DIRECTIONS FOR THIS TASK:
Reproduce all of the data word for word.

RECORDS TO PROCESS:

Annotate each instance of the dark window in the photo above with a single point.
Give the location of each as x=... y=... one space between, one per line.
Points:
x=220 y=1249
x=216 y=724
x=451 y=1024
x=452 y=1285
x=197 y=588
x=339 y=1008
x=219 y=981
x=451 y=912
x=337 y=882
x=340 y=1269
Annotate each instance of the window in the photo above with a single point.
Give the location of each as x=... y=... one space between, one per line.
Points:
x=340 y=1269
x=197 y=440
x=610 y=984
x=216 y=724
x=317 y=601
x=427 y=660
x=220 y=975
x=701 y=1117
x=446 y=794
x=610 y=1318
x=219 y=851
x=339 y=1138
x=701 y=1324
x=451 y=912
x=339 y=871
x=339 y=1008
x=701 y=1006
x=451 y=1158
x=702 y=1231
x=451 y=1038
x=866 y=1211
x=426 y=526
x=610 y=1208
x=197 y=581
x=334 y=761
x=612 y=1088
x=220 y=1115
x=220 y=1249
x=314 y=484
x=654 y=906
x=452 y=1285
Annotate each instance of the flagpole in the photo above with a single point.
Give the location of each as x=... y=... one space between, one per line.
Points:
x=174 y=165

YOUR RESPONSE:
Annotate each instance of the dark window in the photo above with a single point.
Give the location of each as x=... y=... one space between, one per line.
Points:
x=220 y=1249
x=216 y=724
x=451 y=1024
x=452 y=1285
x=197 y=588
x=339 y=1008
x=219 y=981
x=451 y=912
x=337 y=882
x=340 y=1269
Annotate each instance of the window in the photo above with a single point.
Give the location of each as x=... y=... one space between, one per line.
Points:
x=340 y=1269
x=197 y=440
x=610 y=984
x=216 y=724
x=317 y=601
x=427 y=660
x=220 y=975
x=701 y=1117
x=446 y=794
x=610 y=1318
x=219 y=851
x=339 y=1138
x=701 y=1324
x=451 y=912
x=339 y=871
x=339 y=1008
x=701 y=1006
x=451 y=1158
x=702 y=1231
x=451 y=1038
x=866 y=1211
x=426 y=526
x=610 y=1208
x=197 y=581
x=334 y=761
x=612 y=1088
x=220 y=1115
x=220 y=1249
x=314 y=484
x=654 y=906
x=452 y=1285
Annotate each instance of the flagpole in the photo above with a single point.
Give the location of each as x=... y=... one space between, one per line.
Points:
x=174 y=165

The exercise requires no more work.